[EXERCISE PROMPT] The whole listing is to be retyped exactly as it appears.

+ + + +

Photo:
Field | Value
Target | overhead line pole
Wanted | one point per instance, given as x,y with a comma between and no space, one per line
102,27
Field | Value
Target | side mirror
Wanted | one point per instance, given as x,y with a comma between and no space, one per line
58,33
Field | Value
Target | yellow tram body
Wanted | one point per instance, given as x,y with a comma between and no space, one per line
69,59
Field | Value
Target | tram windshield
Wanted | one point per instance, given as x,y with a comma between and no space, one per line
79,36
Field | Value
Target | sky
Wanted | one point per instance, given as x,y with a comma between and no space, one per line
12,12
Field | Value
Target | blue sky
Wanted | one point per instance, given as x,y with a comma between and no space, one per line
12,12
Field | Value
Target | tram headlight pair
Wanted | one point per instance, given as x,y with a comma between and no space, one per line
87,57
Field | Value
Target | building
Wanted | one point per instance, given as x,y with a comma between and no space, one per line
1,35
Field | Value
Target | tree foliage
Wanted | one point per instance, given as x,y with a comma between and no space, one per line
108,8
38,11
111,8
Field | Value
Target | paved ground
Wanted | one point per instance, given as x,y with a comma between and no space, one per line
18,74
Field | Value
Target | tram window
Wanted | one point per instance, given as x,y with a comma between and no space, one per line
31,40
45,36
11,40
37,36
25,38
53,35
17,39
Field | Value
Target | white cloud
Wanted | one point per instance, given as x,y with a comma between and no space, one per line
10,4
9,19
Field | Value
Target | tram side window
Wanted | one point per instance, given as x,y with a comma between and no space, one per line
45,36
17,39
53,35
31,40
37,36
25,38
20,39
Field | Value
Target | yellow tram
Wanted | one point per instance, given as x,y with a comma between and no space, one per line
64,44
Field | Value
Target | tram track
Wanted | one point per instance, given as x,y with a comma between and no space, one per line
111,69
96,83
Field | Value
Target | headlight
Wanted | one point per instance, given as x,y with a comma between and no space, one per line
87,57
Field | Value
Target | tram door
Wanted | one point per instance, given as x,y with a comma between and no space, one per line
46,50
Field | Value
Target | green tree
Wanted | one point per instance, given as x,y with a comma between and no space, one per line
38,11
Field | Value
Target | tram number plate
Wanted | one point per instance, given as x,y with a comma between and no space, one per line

+ + + +

[OUTPUT FOR THIS TASK]
Photo:
Field | Value
Target | overhead line pole
Wanted | one point per instance, given as x,y with a comma between and no space, one per line
102,27
Field | Value
Target | side mirror
Wanted | one point per instance, given as x,y with a comma between and no space, one per line
58,33
Field | Value
Target | yellow tram body
Wanted | one point per instance, given as x,y with a comma between and no space, one per line
69,59
Field | Value
Target | tram windshield
Wanted | one point per instance, given as x,y with a comma between and no space, one per line
79,36
Field | Value
Target | sky
Wanted | one point per instance, given as x,y with a comma between and no space, one per line
12,12
Field | Value
Target | blue sky
Wanted | one point per instance, given as x,y with a comma between and no space, one per line
12,12
Field | Value
Target | tram headlight pair
Wanted | one point per instance, given as x,y with a comma between and no space, one per line
87,57
Field | Value
Target | building
Wanted | one point per instance, given as x,y with a comma between and no space, one per line
1,35
Field | Value
Target | tree foliage
Wanted | one point per instance, given as x,y with a comma between and no space, one per line
108,8
38,11
111,8
Field | Value
Target | paved ground
Wanted | one point per instance, given as x,y with a comma between and no space, one per line
18,74
Field | Value
Target | tram window
Wanted | one point per instance, given as x,y with a comma between and no space, one per line
31,40
45,36
11,40
37,36
25,38
53,35
17,39
Field | Value
Target | white cloud
Wanted | one point per instance, given as x,y with a comma between and no space, one per line
10,4
9,19
Field | Value
Target | tram side window
Wanted | one point per instance, given as x,y with a comma between and no space, one per line
45,36
17,39
53,35
31,40
37,36
25,38
20,39
Field | Value
Target | yellow tram
Wanted | one point per instance, given as x,y with a comma between and no space, one per line
64,44
Field | Value
Target | tram track
Wanted | one point per instance, given as x,y with a comma between and no space, one per line
111,69
96,83
Field | Value
Target | headlight
Wanted | one point per instance, given as x,y with a comma between and no space, one per line
87,57
Field | Value
Target | tram door
Wanted | one point per instance, given as x,y with a comma between and no space, one per line
46,50
Field | Value
Target | green tree
Wanted | one point per instance, given as x,y with a comma between and no space, one per line
38,11
Field | Value
Target | tram number plate
Wanted | one point per instance, given as x,y with a comma between and no space, one per line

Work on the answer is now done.